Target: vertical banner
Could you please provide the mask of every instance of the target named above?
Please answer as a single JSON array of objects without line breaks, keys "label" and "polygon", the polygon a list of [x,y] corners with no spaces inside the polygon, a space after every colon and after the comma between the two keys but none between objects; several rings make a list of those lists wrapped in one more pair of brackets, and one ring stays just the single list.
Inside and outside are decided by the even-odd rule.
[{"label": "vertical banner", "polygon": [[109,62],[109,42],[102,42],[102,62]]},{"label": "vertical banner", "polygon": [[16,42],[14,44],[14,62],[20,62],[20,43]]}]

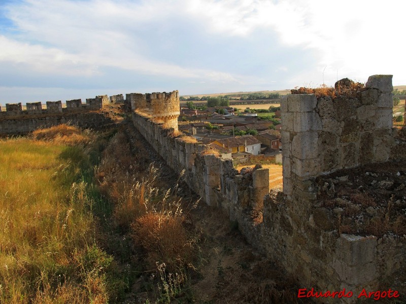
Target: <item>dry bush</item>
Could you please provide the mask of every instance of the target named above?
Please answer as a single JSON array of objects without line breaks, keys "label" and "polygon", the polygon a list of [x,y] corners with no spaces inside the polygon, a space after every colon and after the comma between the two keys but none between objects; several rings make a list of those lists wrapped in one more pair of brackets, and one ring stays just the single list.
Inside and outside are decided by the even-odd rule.
[{"label": "dry bush", "polygon": [[131,225],[132,236],[148,252],[151,267],[165,263],[167,269],[176,270],[189,261],[192,245],[180,214],[152,212]]},{"label": "dry bush", "polygon": [[364,84],[354,82],[350,80],[342,83],[340,82],[343,80],[337,82],[335,88],[328,87],[325,84],[315,89],[301,87],[298,89],[291,90],[291,93],[314,94],[318,98],[329,97],[332,99],[334,99],[339,96],[355,98],[359,92],[364,89],[365,85]]},{"label": "dry bush", "polygon": [[188,143],[195,143],[197,142],[197,140],[195,137],[188,136],[187,135],[179,137],[179,140]]},{"label": "dry bush", "polygon": [[213,147],[207,148],[201,153],[201,155],[213,155],[217,157],[221,156],[221,154],[220,154],[219,150]]},{"label": "dry bush", "polygon": [[36,130],[32,132],[32,136],[37,140],[50,140],[55,143],[69,145],[87,143],[93,139],[89,132],[65,124]]},{"label": "dry bush", "polygon": [[[163,129],[170,129],[170,128],[168,127],[164,127],[164,124],[162,125],[162,128],[163,128]],[[168,134],[168,136],[171,137],[173,137],[174,138],[176,138],[177,137],[179,137],[179,136],[182,136],[183,134],[183,133],[182,133],[181,131],[176,131],[176,130],[174,130],[173,132],[171,132],[170,133],[169,133]]]}]

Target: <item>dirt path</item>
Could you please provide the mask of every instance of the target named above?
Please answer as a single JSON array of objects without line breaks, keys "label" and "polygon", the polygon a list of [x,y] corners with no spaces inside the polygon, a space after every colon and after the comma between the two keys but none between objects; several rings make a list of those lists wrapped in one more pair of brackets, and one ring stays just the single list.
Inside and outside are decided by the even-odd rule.
[{"label": "dirt path", "polygon": [[[154,162],[161,168],[161,186],[173,188],[178,180],[138,131],[127,131],[136,157]],[[281,166],[279,166],[281,168]],[[279,168],[278,168],[279,169]],[[276,170],[277,171],[277,170]],[[276,177],[275,178],[277,178]],[[199,259],[193,265],[184,293],[171,302],[296,303],[297,287],[282,272],[244,240],[235,223],[220,209],[210,207],[181,183],[178,195],[185,202],[188,226],[199,236]],[[195,205],[190,209],[187,206]],[[140,290],[146,280],[134,285],[132,295],[124,302],[145,303]],[[136,299],[138,299],[138,300]]]},{"label": "dirt path", "polygon": [[[253,168],[255,165],[239,165],[236,169],[240,171],[243,168],[251,167]],[[262,168],[269,169],[269,189],[278,189],[282,191],[283,188],[282,166],[280,165],[262,165]]]}]

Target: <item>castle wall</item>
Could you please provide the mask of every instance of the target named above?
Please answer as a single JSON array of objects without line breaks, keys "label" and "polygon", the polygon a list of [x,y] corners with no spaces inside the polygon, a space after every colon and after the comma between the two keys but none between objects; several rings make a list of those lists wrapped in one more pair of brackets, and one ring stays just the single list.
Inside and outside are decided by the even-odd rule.
[{"label": "castle wall", "polygon": [[[270,195],[267,169],[239,172],[229,156],[205,155],[204,145],[173,138],[150,111],[144,115],[139,110],[148,104],[148,95],[127,99],[134,126],[152,146],[176,172],[184,170],[188,185],[208,205],[225,210],[248,242],[301,288],[345,288],[356,294],[347,299],[351,302],[362,288],[376,290],[380,279],[406,267],[406,238],[341,233],[337,214],[322,206],[315,180],[365,164],[406,160],[405,143],[393,137],[391,90],[391,76],[375,75],[359,98],[288,96],[282,104],[283,193]],[[258,210],[262,221],[253,219]]]},{"label": "castle wall", "polygon": [[95,112],[102,108],[106,98],[107,95],[89,98],[86,104],[81,99],[66,100],[66,108],[60,100],[47,101],[46,109],[40,102],[28,102],[26,110],[22,110],[21,103],[7,103],[6,111],[0,111],[0,134],[23,134],[68,122],[83,128],[103,127],[113,122]]},{"label": "castle wall", "polygon": [[369,77],[359,98],[287,95],[281,105],[283,192],[337,170],[389,159],[392,76]]},{"label": "castle wall", "polygon": [[131,109],[153,118],[157,123],[163,123],[166,128],[178,131],[178,117],[180,113],[178,91],[145,94],[130,93],[126,96]]},{"label": "castle wall", "polygon": [[124,103],[123,94],[119,94],[110,96],[110,102],[111,103]]},{"label": "castle wall", "polygon": [[48,113],[62,113],[62,101],[47,101]]},{"label": "castle wall", "polygon": [[114,123],[110,119],[96,112],[66,113],[54,115],[46,114],[22,118],[14,117],[0,120],[0,135],[23,134],[41,128],[49,128],[71,123],[80,128],[99,129]]}]

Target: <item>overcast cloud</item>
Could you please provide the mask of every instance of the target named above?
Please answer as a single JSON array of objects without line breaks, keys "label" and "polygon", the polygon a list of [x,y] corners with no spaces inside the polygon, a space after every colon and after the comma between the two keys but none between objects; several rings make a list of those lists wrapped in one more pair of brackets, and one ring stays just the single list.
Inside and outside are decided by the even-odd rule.
[{"label": "overcast cloud", "polygon": [[394,0],[2,0],[0,103],[374,74],[406,85],[405,9]]}]

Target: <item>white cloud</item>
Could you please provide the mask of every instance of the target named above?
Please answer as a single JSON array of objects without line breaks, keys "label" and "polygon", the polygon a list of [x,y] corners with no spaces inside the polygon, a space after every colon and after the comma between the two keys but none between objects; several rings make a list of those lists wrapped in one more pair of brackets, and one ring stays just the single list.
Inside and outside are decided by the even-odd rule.
[{"label": "white cloud", "polygon": [[[401,64],[404,50],[395,44],[401,41],[406,2],[342,0],[333,6],[325,0],[27,0],[22,3],[3,7],[16,30],[0,34],[0,61],[25,65],[27,72],[91,78],[112,67],[137,74],[202,84],[218,82],[242,88],[265,86],[279,78],[277,83],[284,88],[303,83],[317,85],[323,78],[330,84],[337,78],[365,81],[372,74],[393,73],[394,84],[406,83]],[[198,29],[193,40],[185,37],[185,45],[174,42],[171,48],[149,39],[149,33],[166,33],[175,24]],[[274,42],[278,44],[276,47],[294,50],[292,53],[297,57],[301,50],[313,53],[315,63],[296,60],[295,66],[289,64],[289,58],[269,58],[277,62],[275,67],[270,67],[267,62],[263,64],[276,73],[260,78],[231,73],[231,66],[191,66],[179,57],[164,59],[152,52],[155,48],[168,48],[175,58],[186,43],[193,43],[201,34],[220,41],[222,37],[238,37],[241,44],[251,43],[250,39],[255,36],[257,44],[245,54],[247,62],[241,63],[260,66],[262,63],[256,58],[255,49],[261,46],[258,42],[276,33],[279,40]],[[260,34],[260,38],[256,36]],[[215,49],[208,49],[207,54],[217,56]],[[184,62],[200,59],[193,59]],[[238,70],[239,64],[236,61],[232,68],[236,66]],[[273,86],[273,89],[278,88]]]}]

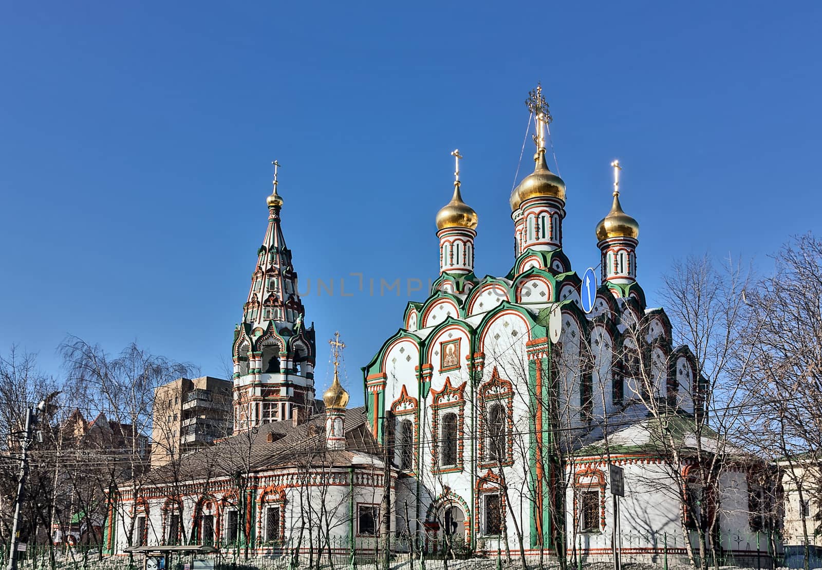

───

* Set exercise
Report each line of the material above that contains the string "item".

* Exercise answer
Target: <item>dry bush</item>
Target: <item>dirt path</item>
Target: <item>castle wall</item>
Target: <item>overcast cloud</item>
Target: <item>white cloud</item>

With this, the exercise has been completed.